Document segment below:
Alaska's unemployment rate was the second-highest in the nation in April, following a slight rise from the state's figures for March.

April's seasonally adjusted unemployment rate was 6.6 percent, the state Department of Labor and Workforce Development said Friday.

The federal Bureau of Labor Statistics showed Alaska's rate second among the states and the District of Columbia, better only than New Mexico's 6.7 percent — but markedly closer than the March spread between Alaska's 6.4 percent and New Mexico's 6.8 percent.

A graph shows year-on-year Alaska employment changes from January 2015 through April 2017. (Alaska Department of Labor and Workforce Development)
End of Document segment.
Listed records below:
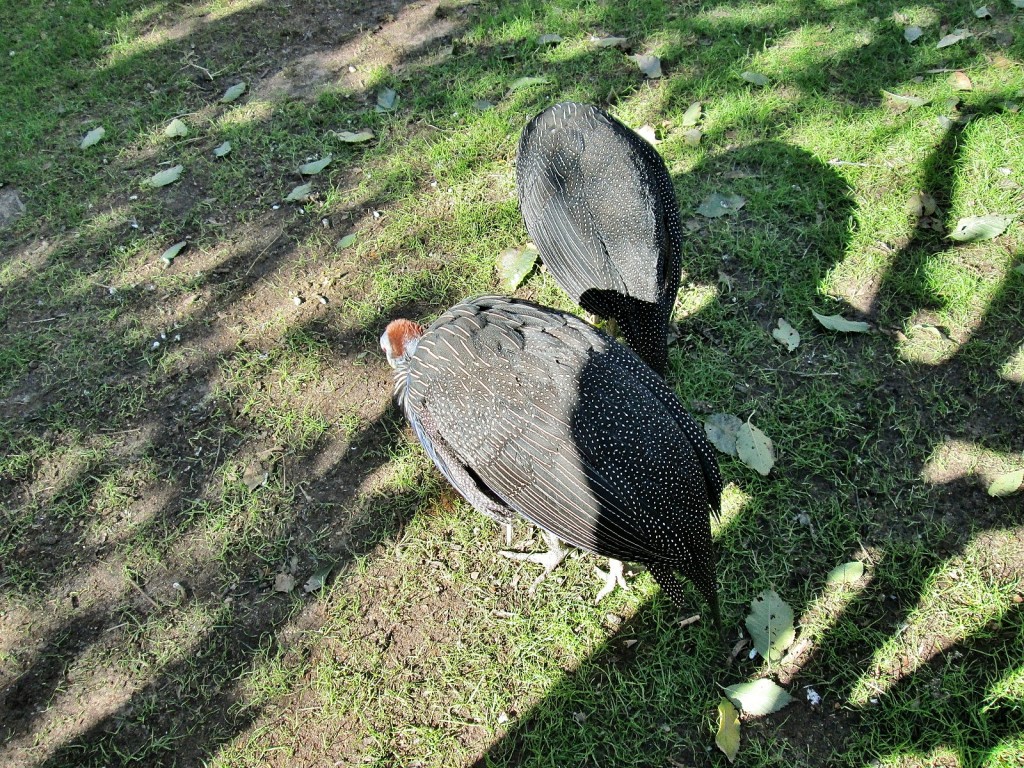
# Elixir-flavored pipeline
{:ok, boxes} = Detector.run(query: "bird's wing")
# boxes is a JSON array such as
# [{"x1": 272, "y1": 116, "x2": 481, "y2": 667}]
[
  {"x1": 516, "y1": 102, "x2": 682, "y2": 313},
  {"x1": 411, "y1": 300, "x2": 708, "y2": 561},
  {"x1": 516, "y1": 104, "x2": 626, "y2": 301}
]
End of Listed records.
_What you will do_:
1. According to the article on Alaska's unemployment rate, what was New Mexico's unemployment rate in April?
2. Quote the passage from the article on Alaska's unemployment rate, starting at "Alaska's unemployment rate" and ending at "and Workforce Development)".

_Solutions to the problems_:
1. 6.7 percent

2.
Alaska's unemployment rate was the second-highest in the nation in April, following a slight rise from the state's figures for March.

April's seasonally adjusted unemployment rate was 6.6 percent, the state Department of Labor and Workforce Development said Friday.

The federal Bureau of Labor Statistics showed Alaska's rate second among the states and the District of Columbia, better only than New Mexico's 6.7 percent — but markedly closer than the March spread between Alaska's 6.4 percent and New Mexico's 6.8 percent.

A graph shows year-on-year Alaska employment changes from January 2015 through April 2017. (Alaska Department of Labor and Workforce Development)